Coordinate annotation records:
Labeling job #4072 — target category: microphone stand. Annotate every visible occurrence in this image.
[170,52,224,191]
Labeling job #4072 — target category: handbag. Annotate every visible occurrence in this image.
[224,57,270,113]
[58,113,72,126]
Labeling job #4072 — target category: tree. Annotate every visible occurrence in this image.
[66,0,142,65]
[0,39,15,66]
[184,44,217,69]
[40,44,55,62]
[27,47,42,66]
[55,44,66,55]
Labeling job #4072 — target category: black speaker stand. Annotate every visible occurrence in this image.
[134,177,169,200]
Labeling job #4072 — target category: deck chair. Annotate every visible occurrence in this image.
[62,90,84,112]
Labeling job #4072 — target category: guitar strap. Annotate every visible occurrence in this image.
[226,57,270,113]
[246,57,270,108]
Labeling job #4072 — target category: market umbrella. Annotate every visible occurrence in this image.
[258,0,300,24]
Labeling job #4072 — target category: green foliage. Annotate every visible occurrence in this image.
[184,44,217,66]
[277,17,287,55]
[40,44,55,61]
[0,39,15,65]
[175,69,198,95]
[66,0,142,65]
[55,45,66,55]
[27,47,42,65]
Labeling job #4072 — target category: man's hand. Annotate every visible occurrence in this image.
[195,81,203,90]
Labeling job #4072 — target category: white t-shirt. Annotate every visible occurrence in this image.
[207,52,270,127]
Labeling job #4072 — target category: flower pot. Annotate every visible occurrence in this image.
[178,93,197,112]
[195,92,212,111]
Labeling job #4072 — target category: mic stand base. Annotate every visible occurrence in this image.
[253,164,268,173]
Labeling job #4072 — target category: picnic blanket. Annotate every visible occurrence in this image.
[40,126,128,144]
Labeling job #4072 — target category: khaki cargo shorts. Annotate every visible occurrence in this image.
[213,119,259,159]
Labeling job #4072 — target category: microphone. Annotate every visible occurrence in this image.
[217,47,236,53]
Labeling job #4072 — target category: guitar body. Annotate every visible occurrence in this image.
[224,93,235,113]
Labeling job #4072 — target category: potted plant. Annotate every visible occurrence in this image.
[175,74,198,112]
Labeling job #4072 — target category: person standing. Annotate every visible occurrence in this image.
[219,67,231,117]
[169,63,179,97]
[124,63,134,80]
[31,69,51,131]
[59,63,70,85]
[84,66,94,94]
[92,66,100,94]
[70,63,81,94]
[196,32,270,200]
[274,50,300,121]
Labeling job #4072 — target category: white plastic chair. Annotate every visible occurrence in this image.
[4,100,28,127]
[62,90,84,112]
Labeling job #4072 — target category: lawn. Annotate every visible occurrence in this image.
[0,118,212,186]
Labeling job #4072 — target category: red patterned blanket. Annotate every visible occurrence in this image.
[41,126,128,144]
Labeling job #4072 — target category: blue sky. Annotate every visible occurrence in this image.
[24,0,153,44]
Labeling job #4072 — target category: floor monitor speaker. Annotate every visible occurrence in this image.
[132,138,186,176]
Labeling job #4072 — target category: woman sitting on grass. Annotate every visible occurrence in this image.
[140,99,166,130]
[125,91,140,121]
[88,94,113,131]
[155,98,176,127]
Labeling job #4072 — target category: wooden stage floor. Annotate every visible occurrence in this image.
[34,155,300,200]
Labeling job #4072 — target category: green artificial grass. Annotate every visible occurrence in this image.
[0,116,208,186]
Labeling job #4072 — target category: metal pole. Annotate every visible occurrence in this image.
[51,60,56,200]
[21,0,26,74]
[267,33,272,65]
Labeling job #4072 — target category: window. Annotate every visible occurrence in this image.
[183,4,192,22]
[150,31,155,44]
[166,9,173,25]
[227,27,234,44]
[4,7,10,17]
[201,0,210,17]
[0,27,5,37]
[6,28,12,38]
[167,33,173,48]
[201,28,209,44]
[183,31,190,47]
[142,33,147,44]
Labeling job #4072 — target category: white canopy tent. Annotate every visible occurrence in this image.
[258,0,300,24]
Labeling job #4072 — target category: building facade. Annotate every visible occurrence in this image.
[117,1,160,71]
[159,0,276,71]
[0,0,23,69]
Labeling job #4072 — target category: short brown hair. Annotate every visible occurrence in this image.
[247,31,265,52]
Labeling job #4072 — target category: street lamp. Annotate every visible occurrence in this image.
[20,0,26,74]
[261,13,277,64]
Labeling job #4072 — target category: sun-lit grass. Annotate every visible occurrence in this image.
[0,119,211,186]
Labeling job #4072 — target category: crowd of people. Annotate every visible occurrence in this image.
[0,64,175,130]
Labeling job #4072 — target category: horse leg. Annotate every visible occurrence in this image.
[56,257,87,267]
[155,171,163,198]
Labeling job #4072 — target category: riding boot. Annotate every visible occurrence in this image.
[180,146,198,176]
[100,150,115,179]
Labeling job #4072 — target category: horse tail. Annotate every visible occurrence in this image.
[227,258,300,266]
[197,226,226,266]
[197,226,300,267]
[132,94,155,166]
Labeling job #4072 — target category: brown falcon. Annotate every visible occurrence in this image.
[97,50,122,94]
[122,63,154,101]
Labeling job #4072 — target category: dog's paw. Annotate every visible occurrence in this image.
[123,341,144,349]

Objective: Could you rewrite the records, starting at the line that has "Labeling job #4072 — target category: floor" and stopping after the line that has "[261,13,277,64]"? Include the request lines unchanged, and multiply every coordinate in the answers by 1.6, rounding to whole numbers with halves rounded up.

Result of the task:
Labeling job #4072 — target category: floor monitor speaker. Annotate every visible occurrence in this image.
[211,221,298,282]
Labeling job #4072 — target category: woman sitting on grass. Annotate every visible occurrence in this image.
[224,158,266,208]
[200,146,224,194]
[141,150,181,210]
[248,157,282,203]
Labeling job #4072 — target category: wooden stage floor. Annotate every visible occurrence in this image.
[54,248,480,320]
Labeling job #4072 — target category: green artificial grass. Annotate every visible occurrence in this image.
[0,186,333,298]
Labeling job #4072 — target category: metal pole. Annotate every visible occurrence in this image.
[82,96,90,320]
[34,0,42,118]
[427,53,435,104]
Labeling job #4072 — target category: window. Annotate every visible occurrence in this image.
[293,6,307,35]
[240,50,248,70]
[266,14,277,40]
[363,43,374,70]
[6,11,16,27]
[322,0,336,27]
[0,43,8,59]
[10,45,19,61]
[267,53,277,77]
[322,45,334,70]
[293,50,304,75]
[227,53,235,70]
Labeling job #4072 — target category: white canopy tent. Annotate every visible occurrence in this image.
[413,0,480,38]
Labeling job #4072 — target category: building facade. Annotate every visible occurrence in this image.
[187,2,256,114]
[254,0,442,114]
[0,0,37,110]
Labeling job #4072 — target category: short brown hair. Annotate every visible occurrence in this image.
[395,50,424,83]
Labeling job #4072 — target category: street lamp. Annotate every visible occurrence in this image.
[32,0,42,118]
[418,21,443,102]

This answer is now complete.